>> Start SUPPLIED DATA

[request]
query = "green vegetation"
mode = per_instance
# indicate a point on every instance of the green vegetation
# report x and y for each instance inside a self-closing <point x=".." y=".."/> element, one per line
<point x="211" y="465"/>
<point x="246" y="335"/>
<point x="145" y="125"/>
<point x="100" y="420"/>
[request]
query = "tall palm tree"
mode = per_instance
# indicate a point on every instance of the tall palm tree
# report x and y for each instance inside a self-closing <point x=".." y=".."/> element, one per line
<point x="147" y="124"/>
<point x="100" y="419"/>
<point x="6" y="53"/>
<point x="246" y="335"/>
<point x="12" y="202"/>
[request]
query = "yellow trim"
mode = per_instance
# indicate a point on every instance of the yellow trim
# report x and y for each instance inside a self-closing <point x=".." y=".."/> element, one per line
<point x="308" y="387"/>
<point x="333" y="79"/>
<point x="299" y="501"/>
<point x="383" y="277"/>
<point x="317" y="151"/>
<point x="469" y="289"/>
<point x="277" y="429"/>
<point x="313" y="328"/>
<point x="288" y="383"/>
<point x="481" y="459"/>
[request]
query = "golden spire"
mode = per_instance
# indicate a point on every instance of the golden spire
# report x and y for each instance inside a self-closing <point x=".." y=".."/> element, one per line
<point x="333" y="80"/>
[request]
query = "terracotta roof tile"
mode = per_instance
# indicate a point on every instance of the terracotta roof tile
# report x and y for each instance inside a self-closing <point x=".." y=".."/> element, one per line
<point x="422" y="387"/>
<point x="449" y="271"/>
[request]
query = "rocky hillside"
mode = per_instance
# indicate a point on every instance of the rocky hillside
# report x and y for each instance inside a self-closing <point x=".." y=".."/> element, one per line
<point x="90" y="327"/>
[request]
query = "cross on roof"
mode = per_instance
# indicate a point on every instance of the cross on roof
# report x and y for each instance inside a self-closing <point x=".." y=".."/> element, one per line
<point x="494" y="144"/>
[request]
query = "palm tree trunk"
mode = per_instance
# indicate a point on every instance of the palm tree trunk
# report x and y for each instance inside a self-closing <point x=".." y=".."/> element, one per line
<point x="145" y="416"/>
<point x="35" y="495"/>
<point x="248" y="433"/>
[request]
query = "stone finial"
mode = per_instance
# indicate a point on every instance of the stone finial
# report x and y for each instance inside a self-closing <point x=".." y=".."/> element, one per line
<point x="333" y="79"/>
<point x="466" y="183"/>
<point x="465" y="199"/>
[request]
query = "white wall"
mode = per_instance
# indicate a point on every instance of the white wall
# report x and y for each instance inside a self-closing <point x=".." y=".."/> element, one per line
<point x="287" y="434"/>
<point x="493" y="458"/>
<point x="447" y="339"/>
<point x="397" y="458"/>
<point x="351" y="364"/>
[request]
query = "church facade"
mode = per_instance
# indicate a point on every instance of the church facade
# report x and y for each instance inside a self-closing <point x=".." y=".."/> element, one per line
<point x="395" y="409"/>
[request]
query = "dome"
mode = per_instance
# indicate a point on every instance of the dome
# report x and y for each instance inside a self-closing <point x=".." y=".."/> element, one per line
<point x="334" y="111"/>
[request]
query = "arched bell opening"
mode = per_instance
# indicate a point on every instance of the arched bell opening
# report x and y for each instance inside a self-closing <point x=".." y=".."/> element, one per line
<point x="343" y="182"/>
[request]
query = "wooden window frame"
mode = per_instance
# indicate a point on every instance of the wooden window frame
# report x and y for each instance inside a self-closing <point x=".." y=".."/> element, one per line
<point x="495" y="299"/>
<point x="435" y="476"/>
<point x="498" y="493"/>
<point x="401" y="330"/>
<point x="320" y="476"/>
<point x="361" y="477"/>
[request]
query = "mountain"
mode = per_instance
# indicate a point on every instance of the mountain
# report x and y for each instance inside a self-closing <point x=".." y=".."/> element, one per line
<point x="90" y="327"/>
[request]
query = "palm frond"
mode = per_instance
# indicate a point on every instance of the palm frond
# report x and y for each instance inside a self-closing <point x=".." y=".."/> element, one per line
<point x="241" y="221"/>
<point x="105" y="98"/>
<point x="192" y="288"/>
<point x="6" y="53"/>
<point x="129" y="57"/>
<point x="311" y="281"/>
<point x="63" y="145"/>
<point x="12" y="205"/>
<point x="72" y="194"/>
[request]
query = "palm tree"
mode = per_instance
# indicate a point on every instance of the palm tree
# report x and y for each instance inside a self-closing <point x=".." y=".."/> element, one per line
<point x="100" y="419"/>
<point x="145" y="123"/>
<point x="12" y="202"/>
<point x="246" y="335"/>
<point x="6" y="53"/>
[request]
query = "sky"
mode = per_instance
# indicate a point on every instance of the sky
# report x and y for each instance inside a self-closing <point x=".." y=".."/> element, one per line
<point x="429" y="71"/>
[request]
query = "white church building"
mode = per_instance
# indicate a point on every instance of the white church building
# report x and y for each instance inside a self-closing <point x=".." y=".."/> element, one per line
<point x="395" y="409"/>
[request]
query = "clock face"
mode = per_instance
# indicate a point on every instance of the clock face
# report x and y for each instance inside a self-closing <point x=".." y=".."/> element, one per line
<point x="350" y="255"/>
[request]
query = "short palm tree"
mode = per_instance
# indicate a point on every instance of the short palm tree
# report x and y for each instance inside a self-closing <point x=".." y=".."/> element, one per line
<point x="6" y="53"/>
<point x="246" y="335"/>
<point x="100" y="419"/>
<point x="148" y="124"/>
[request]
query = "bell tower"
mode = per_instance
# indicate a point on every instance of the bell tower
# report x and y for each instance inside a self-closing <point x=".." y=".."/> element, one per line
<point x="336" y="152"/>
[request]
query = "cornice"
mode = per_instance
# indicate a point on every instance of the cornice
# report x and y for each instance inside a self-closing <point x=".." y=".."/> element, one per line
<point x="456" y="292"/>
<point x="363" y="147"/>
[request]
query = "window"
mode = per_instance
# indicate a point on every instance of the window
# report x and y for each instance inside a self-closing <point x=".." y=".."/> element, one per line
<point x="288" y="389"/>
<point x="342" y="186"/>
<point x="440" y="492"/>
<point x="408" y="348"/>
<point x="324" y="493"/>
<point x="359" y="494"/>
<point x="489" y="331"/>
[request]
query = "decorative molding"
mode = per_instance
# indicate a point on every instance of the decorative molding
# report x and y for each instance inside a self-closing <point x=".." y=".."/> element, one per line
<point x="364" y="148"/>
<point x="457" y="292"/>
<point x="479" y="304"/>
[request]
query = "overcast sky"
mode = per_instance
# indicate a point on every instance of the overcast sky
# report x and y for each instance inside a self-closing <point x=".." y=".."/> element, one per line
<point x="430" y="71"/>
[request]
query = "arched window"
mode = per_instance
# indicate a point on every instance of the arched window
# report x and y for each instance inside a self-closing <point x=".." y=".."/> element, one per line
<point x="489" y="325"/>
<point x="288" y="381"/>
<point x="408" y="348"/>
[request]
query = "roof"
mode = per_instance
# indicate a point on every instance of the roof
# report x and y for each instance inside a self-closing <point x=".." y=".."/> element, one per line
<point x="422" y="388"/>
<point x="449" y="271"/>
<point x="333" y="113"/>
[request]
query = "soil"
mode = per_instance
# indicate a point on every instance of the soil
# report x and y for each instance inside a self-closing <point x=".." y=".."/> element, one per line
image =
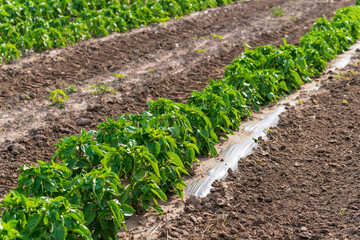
<point x="29" y="127"/>
<point x="301" y="183"/>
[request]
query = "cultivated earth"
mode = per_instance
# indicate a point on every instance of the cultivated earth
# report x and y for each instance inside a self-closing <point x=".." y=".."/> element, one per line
<point x="301" y="183"/>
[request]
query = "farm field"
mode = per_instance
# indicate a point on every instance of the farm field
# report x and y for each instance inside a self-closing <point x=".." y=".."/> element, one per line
<point x="301" y="183"/>
<point x="122" y="72"/>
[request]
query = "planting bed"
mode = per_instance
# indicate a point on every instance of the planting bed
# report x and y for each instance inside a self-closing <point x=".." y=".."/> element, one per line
<point x="30" y="127"/>
<point x="301" y="183"/>
<point x="97" y="179"/>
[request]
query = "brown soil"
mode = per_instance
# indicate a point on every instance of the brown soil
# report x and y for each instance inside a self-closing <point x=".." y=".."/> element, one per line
<point x="29" y="127"/>
<point x="301" y="183"/>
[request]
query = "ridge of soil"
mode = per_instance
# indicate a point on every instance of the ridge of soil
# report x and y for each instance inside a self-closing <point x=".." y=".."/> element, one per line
<point x="301" y="183"/>
<point x="29" y="128"/>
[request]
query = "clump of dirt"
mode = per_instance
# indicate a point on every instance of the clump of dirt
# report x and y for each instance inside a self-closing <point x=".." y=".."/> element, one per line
<point x="302" y="183"/>
<point x="27" y="120"/>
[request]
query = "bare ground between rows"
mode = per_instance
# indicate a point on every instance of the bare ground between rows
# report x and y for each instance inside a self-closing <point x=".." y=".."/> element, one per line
<point x="301" y="183"/>
<point x="34" y="127"/>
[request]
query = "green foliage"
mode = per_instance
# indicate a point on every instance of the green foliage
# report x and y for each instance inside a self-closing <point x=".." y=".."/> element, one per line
<point x="27" y="26"/>
<point x="97" y="179"/>
<point x="58" y="98"/>
<point x="69" y="89"/>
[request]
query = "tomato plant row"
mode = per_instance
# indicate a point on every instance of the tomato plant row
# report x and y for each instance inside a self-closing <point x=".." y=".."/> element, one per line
<point x="97" y="179"/>
<point x="38" y="25"/>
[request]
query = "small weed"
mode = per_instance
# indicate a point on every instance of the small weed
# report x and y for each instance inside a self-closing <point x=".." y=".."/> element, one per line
<point x="58" y="98"/>
<point x="353" y="72"/>
<point x="200" y="50"/>
<point x="118" y="75"/>
<point x="69" y="89"/>
<point x="102" y="89"/>
<point x="268" y="130"/>
<point x="217" y="36"/>
<point x="342" y="212"/>
<point x="256" y="140"/>
<point x="277" y="11"/>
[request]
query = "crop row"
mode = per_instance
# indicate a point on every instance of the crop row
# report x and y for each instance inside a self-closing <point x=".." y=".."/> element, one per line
<point x="37" y="25"/>
<point x="97" y="179"/>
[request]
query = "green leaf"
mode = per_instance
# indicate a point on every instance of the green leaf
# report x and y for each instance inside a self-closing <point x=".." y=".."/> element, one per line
<point x="176" y="131"/>
<point x="118" y="216"/>
<point x="97" y="150"/>
<point x="158" y="209"/>
<point x="155" y="166"/>
<point x="34" y="221"/>
<point x="174" y="158"/>
<point x="59" y="231"/>
<point x="139" y="174"/>
<point x="127" y="210"/>
<point x="297" y="78"/>
<point x="154" y="148"/>
<point x="158" y="192"/>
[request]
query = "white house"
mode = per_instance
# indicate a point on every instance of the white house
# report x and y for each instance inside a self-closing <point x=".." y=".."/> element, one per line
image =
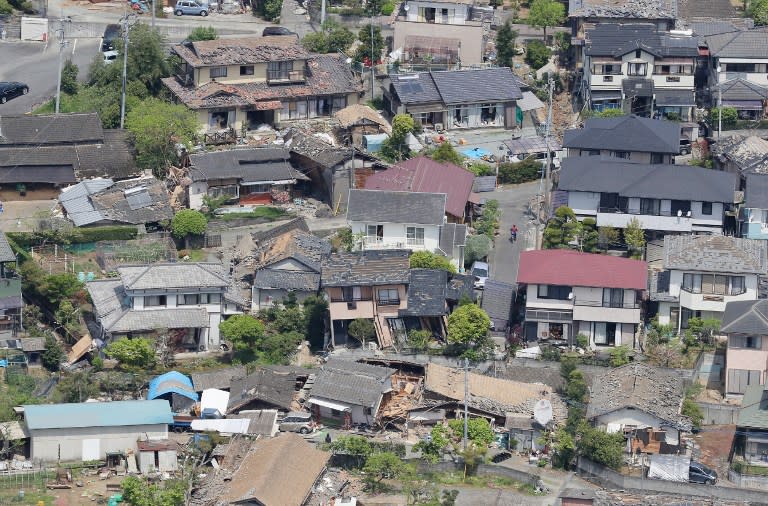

>> End SUPPLIED DATA

● **WRITTEN INSTRUCTION**:
List each line in the rows above that contains the string "trim", treating uppercase and lowercase letters as different.

● **CORRECT OUTPUT**:
query = "yellow trim"
# indicate a point on every instance of the yellow trim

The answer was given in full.